■ **TASK BRIEF**
Each record must be written out again exactly. Skip any picture it contains.

■ **STORED DATA**
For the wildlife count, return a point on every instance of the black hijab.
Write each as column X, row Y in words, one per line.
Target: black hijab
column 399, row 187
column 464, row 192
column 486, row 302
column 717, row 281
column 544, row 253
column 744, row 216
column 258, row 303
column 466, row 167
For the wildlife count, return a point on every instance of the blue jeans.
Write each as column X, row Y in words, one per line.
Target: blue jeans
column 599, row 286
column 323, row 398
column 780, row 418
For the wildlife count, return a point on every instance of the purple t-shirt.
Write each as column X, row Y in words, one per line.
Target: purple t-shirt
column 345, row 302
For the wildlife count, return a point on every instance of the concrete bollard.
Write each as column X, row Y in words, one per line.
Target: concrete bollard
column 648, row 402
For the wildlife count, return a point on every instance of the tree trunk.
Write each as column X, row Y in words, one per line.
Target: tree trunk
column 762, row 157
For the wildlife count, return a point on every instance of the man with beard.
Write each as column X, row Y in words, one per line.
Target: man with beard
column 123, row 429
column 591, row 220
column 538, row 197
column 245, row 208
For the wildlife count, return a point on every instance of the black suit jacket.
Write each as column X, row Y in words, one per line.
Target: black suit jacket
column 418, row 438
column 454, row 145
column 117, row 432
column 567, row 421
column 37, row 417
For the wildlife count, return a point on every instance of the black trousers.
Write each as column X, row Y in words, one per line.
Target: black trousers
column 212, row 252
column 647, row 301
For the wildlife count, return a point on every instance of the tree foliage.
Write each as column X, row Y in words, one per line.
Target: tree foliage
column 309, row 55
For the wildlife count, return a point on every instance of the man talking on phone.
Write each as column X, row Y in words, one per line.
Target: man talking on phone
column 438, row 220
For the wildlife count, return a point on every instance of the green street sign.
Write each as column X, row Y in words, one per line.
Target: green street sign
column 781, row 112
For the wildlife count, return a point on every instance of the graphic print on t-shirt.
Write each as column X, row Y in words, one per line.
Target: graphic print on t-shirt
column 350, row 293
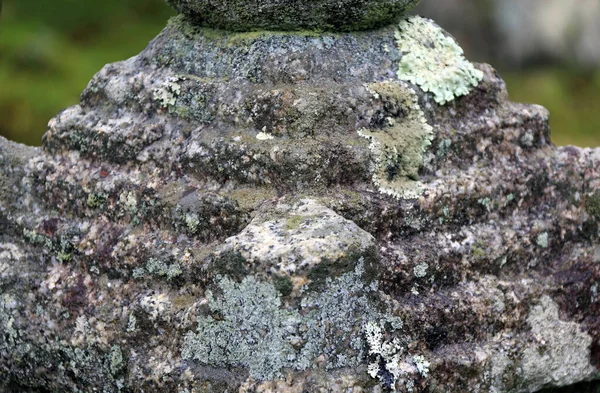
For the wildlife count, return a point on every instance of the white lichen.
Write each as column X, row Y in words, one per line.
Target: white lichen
column 420, row 270
column 398, row 149
column 168, row 92
column 386, row 355
column 434, row 61
column 264, row 136
column 255, row 330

■ **WRITTEN ANSWER**
For the wildlife count, return a point on every instance of the black hijab.
Write each as column X, row Y in words, one per line.
Target: black hijab
column 399, row 187
column 464, row 192
column 486, row 302
column 717, row 281
column 544, row 253
column 744, row 216
column 258, row 303
column 466, row 167
For the wildlife count, return a point on every instance of the blue jeans.
Write each as column X, row Y in words, one per line.
Target: blue jeans
column 599, row 286
column 323, row 398
column 780, row 418
For the wildlife count, return a point on every instance of the purple t-shirt.
Write each as column X, row Y in words, one per line.
Target: purple t-shirt
column 345, row 302
For the wildlife count, return a point on every instance of the concrete bollard.
Write each as column X, row Y in words, one per line.
Target: concrete bollard
column 648, row 402
For the wildlife count, return a point on every instance of the tree trunk.
Write each as column X, row Y in words, one per line.
Target: tree trunk
column 762, row 157
For the wildlife count, return a point on every instance of the man with beard.
Write each as column X, row Y in words, one per line.
Target: man with beard
column 123, row 429
column 591, row 220
column 538, row 197
column 245, row 208
For the wildlife count, return a point on every instance of the black suit jacket.
Write each as column X, row Y in words, one per line.
Target: black suit jacket
column 418, row 438
column 454, row 145
column 117, row 432
column 567, row 421
column 37, row 417
For the wildlife count, return a point on every instance of the black trousers.
Write each as column X, row Y in words, one per line.
Target: black trousers
column 212, row 252
column 647, row 301
For the wildlife count, return a point on every instance of the tree foliage.
Write each as column X, row Y in words, one per line.
Target: tree foliage
column 309, row 55
For the wildlife count, return a point on every instance of the man talking on phone.
Write each as column X, row Y in words, one per line.
Target: man talking on phone
column 438, row 220
For the wildlife count, return a point on every instance of the green street sign.
Write each as column X, row Y in words, one per line.
Target: green street sign
column 781, row 112
For the wildlife count, return a point on every instance of the graphic print on t-shirt.
Write each as column X, row Y in words, one per line.
Target: graphic print on t-shirt
column 350, row 293
For the wildlife count, return a point on every instance of the white lichen.
Write each as column X, row Y in words, one per line.
Target: white lichen
column 420, row 270
column 398, row 149
column 168, row 92
column 386, row 355
column 434, row 61
column 264, row 136
column 255, row 330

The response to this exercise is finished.